- PROBLEM TO SOLVE: Copy the listing verbatim, excluding any images found in it.

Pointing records
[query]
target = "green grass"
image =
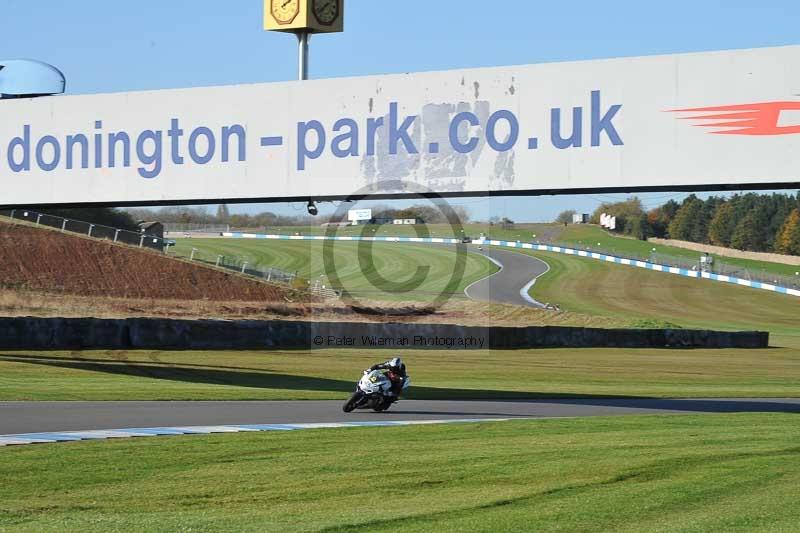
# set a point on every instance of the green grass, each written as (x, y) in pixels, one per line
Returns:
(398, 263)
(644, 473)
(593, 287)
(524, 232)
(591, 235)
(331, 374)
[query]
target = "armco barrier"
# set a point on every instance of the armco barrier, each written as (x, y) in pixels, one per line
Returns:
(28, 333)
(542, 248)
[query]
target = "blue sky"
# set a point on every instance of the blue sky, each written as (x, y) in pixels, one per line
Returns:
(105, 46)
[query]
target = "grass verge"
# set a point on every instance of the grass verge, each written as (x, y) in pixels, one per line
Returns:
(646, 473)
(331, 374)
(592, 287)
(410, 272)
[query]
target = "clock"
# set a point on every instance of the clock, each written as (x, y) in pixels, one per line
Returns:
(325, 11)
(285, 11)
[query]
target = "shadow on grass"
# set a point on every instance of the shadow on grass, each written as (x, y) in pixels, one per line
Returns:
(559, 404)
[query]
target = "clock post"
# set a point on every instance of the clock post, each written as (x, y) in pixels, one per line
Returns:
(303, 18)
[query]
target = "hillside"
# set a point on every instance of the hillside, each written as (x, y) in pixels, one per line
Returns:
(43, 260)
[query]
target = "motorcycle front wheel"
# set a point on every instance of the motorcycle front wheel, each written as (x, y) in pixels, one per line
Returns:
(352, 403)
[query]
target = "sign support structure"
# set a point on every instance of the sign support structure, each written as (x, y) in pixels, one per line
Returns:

- ANSWER TO THE PROBLEM:
[query]
target = "green grass"
image =
# set a point on every instance of the green grass, each written as (x, y) in pixels, one per line
Returns:
(398, 263)
(644, 473)
(593, 287)
(524, 232)
(591, 235)
(331, 374)
[query]
target = "armco barrier"
# set a point on every instance of the armco barrier, each written as (x, y) in pixels, one per line
Returns:
(28, 333)
(542, 248)
[query]
target = "blue sky"
# set a point on every instance of the blue sky, each written as (x, y) in pixels, one per line
Returns:
(105, 46)
[query]
target = "grass verge"
# set a point on every instance of the grass verge, each written as (x, y) in pixels, one per line
Returns:
(646, 473)
(331, 374)
(592, 287)
(410, 272)
[query]
target = "clock"
# set a point on every instance of the clock, each written as (x, y) in pixels, one per line
Returns:
(325, 11)
(285, 11)
[query]
target = "shadow on grass"
# set a point on every instance of the shadow on grass, each written as (x, y) in pixels, one per line
Returns:
(559, 404)
[query]
target = "clock post"
# set a point on every instance of the clock post, each written as (x, y) in pixels, one per line
Returns:
(303, 18)
[query]
target = "hillside"
# set a point on every instance of the hillside, each written as (x, y) in pixels, one per line
Returns:
(43, 260)
[query]
target = "motorcycle front wheel"
# set a point on every instance of the motorcycle front wheel, each written as (x, y) in pixels, one per line
Returns:
(352, 403)
[query]
target = "sign support structure"
# set a point on every instance of the sign support structure, each written as (x, y) in pixels, one per line
Returns:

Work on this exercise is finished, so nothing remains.